Rishi Sunak’s five pledges are looking increasingly more difficult to deliver after a week marked by several setbacks.
Shortly after moving into No 10, Rishi Sunak invited the British public to judge him on five key promises – to halve inflation this year, cut NHS waiting lists, get national debt falling, grow the economy and “stop the boats”.
Ever since he delivered that speech in early January, the PM has not shied away from reminding the public that the Government is laser focused on those objectives.
However, progress has been minimal, and events this week further dealt the PM a bad hand, such as figures showing Britain’s economy is barely growing and the overall NHS waiting list has hit a new record high.
Here the PA news agency looks at how Mr Sunak is faring on each of his pledges:
– Stop the boats
The Prime Minister pledged to “stop the boats” and to pass “new laws” to ensure that “if you come to this country illegally, you are detained and swiftly removed”.
Mr Sunak’s Government did succeed in securing its Illegal Migration Act after months of controversy before Parliament went on summer recess, but officials are still working on when the legislation will come into force.
The Act places a legal duty on the Government to detain and remove those arriving in the UK illegally, either to Rwanda or another “safe” third country, but there are no similar return deals with any other countries and the Rwanda plan was ruled unlawful by the Court of Appeal.
Ministers are challenging the judgment and the Supreme Court hearing is expected this autumn.
Furthermore, at the beginning of summer, Mr Sunak insisted his plan was “starting to work”, saying the number of people making the journey had reduced compared with last year and playing down suggestions this was linked to poor weather conditions rather than policy decisions.
However, migrant crossings not only set a new record for the month of June, but fresh arrivals on Thursday pushed the total number of people crossing the English Channel on small boats since 2018 to 100,000.

[Exercise] According to the passage on Rishi Sunak's five pledges, which court ruled the Rwanda plan unlawful?

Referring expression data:

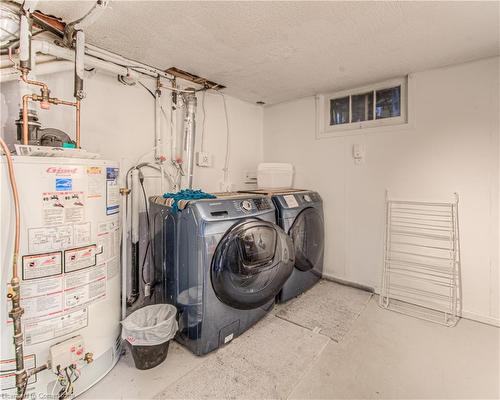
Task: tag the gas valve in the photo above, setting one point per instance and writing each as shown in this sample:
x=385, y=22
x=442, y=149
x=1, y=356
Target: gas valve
x=89, y=357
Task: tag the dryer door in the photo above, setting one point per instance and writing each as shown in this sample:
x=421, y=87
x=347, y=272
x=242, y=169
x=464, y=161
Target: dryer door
x=307, y=233
x=251, y=264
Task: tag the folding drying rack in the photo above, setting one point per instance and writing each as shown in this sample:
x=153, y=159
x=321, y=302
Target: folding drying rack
x=421, y=275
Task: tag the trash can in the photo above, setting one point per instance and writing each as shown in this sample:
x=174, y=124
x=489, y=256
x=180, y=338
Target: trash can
x=148, y=332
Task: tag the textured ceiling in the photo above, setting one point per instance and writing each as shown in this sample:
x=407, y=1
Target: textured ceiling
x=278, y=51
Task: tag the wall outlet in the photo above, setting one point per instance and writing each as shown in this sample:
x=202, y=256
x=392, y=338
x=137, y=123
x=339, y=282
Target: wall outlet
x=225, y=186
x=358, y=153
x=203, y=159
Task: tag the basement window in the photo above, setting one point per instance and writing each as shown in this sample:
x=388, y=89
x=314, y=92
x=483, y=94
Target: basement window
x=381, y=104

[Answer to the exercise] The Court of Appeal.